Task prompt: Reproduce the lines below verbatim, character for character.

START Data section

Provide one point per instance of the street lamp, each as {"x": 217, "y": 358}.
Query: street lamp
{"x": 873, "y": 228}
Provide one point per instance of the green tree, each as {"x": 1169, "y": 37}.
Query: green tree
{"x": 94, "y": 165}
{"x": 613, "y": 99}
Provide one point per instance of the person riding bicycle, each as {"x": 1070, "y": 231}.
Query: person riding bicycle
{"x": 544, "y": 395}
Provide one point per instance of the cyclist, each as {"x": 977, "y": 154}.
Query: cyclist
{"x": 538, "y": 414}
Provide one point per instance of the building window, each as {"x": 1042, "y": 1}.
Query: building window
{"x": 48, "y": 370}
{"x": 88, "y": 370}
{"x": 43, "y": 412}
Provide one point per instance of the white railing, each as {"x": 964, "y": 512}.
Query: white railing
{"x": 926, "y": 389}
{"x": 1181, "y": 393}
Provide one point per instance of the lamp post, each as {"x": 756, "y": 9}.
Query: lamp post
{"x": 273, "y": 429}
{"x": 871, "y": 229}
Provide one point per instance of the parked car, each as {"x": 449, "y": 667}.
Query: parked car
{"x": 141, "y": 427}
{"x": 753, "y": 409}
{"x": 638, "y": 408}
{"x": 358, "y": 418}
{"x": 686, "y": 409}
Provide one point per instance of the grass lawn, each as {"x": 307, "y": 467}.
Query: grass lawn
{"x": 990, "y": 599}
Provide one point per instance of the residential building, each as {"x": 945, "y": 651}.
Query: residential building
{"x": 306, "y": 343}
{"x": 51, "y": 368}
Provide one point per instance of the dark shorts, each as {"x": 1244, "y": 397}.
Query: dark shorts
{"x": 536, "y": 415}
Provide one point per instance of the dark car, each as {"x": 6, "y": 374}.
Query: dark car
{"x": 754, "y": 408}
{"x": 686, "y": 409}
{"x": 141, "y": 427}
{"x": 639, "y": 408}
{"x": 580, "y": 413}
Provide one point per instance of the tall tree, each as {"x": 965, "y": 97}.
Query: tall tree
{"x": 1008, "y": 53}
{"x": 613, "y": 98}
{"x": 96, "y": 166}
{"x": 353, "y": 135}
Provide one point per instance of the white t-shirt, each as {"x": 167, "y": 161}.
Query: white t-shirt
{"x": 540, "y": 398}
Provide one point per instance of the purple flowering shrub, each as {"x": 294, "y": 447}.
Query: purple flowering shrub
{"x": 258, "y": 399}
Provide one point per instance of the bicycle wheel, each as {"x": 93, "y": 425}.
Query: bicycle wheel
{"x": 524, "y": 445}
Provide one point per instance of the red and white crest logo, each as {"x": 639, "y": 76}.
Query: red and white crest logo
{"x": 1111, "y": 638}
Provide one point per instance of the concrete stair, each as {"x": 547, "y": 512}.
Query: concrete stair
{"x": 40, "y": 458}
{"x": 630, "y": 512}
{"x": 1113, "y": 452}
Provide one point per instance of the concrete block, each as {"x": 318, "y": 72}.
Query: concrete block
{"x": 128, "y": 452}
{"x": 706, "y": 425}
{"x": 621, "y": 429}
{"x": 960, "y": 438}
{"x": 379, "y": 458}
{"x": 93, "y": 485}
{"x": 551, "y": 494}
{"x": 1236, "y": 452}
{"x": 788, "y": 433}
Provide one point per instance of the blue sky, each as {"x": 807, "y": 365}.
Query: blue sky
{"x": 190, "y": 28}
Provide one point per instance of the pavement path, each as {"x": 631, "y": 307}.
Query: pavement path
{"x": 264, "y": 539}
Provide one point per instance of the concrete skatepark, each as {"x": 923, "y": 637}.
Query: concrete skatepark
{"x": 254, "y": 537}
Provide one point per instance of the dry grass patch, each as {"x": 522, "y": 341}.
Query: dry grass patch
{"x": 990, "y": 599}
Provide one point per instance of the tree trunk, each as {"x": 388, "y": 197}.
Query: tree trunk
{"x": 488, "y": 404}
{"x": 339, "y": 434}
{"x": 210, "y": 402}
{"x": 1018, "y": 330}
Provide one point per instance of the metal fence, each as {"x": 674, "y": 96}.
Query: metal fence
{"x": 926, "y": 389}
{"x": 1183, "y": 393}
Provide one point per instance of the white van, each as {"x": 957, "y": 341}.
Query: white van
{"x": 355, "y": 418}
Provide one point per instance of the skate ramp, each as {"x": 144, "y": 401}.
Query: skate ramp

END Data section

Written reply:
Provide one point per instance of the street lamp, each as {"x": 217, "y": 358}.
Query: street lamp
{"x": 873, "y": 228}
Provide one point per instance of the green tree, each as {"x": 1169, "y": 37}.
Query: green tree
{"x": 94, "y": 165}
{"x": 613, "y": 99}
Provide one point per instance of the person riding bicycle, each as {"x": 1070, "y": 231}.
Query: person riding bicycle
{"x": 544, "y": 395}
Provide one point per instance of the cyclist, each as {"x": 977, "y": 154}.
Query: cyclist
{"x": 538, "y": 414}
Provide one point per instance of the building window, each as {"x": 1042, "y": 1}.
Query: building window
{"x": 48, "y": 370}
{"x": 88, "y": 370}
{"x": 43, "y": 412}
Provide one point per instance of the white railing, each as {"x": 964, "y": 512}.
Query: white railing
{"x": 926, "y": 389}
{"x": 1181, "y": 393}
Provide one point per instance of the lamp post, each as {"x": 756, "y": 9}.
Query: lamp post
{"x": 273, "y": 429}
{"x": 871, "y": 229}
Provide one point per instance of the parked car, each as {"x": 449, "y": 667}.
Query: parked car
{"x": 141, "y": 427}
{"x": 753, "y": 409}
{"x": 638, "y": 408}
{"x": 358, "y": 418}
{"x": 686, "y": 409}
Provide one point per instance of the grass lawn, each as {"x": 307, "y": 467}.
Query: grass lawn
{"x": 990, "y": 599}
Provide one point per instance of the residential building, each as {"x": 945, "y": 651}.
Query: residential building
{"x": 306, "y": 343}
{"x": 51, "y": 368}
Provide one point per instance of the dark shorts, each as {"x": 1244, "y": 397}.
Query: dark shorts
{"x": 536, "y": 415}
Provide one point per instance of the dark car, each as {"x": 6, "y": 374}.
Query: dark car
{"x": 754, "y": 408}
{"x": 686, "y": 409}
{"x": 141, "y": 427}
{"x": 639, "y": 408}
{"x": 580, "y": 413}
Provide one point per instance of the tall tree, each as {"x": 965, "y": 97}.
Query: tall tree
{"x": 1008, "y": 53}
{"x": 613, "y": 98}
{"x": 96, "y": 166}
{"x": 353, "y": 135}
Provide one point per instance of the white t-shirt, each as {"x": 167, "y": 161}.
Query: white t-shirt
{"x": 540, "y": 398}
Provide one point per instance of the purple flowering shrub, each as {"x": 294, "y": 447}.
Query: purple flowering shrub
{"x": 258, "y": 399}
Provide one point per instance of the bicycle wheel, each as {"x": 93, "y": 425}.
Query: bicycle wheel
{"x": 524, "y": 445}
Provide one point per instance of the red and white crest logo, each as {"x": 639, "y": 76}.
Query: red and white crest logo
{"x": 1111, "y": 638}
Provide one point per instance of the concrete stair, each as {"x": 547, "y": 512}.
Query: concrete stair
{"x": 40, "y": 458}
{"x": 630, "y": 512}
{"x": 1113, "y": 452}
Provide one point per instance of the concrete block, each as {"x": 318, "y": 72}.
Query: concrete block
{"x": 128, "y": 452}
{"x": 706, "y": 425}
{"x": 621, "y": 429}
{"x": 960, "y": 438}
{"x": 379, "y": 458}
{"x": 93, "y": 485}
{"x": 551, "y": 494}
{"x": 1236, "y": 452}
{"x": 788, "y": 433}
Provide one point per instance of the blue sky, each as {"x": 807, "y": 365}.
Query: blue sky
{"x": 190, "y": 28}
Provide one point per instance of the pavement path, each as {"x": 631, "y": 307}.
Query: pavement path
{"x": 264, "y": 539}
Provide one point per instance of the concrete skatepark, each as {"x": 923, "y": 637}.
Query: concrete skatepark
{"x": 254, "y": 537}
Provide one point per instance of the dry grass patch, each as {"x": 522, "y": 341}.
Query: dry grass patch
{"x": 990, "y": 599}
Provide one point per instance of the tree trunk, each as {"x": 388, "y": 197}.
Query: tree trunk
{"x": 488, "y": 404}
{"x": 339, "y": 434}
{"x": 210, "y": 402}
{"x": 1018, "y": 330}
Provide one point per instance of the metal fence, each as {"x": 674, "y": 96}.
Query: metal fence
{"x": 926, "y": 389}
{"x": 1183, "y": 393}
Provide one point per instance of the white van, each as {"x": 957, "y": 341}.
Query: white van
{"x": 355, "y": 418}
Provide one point per instance of the skate ramp, each as {"x": 144, "y": 401}.
Query: skate ramp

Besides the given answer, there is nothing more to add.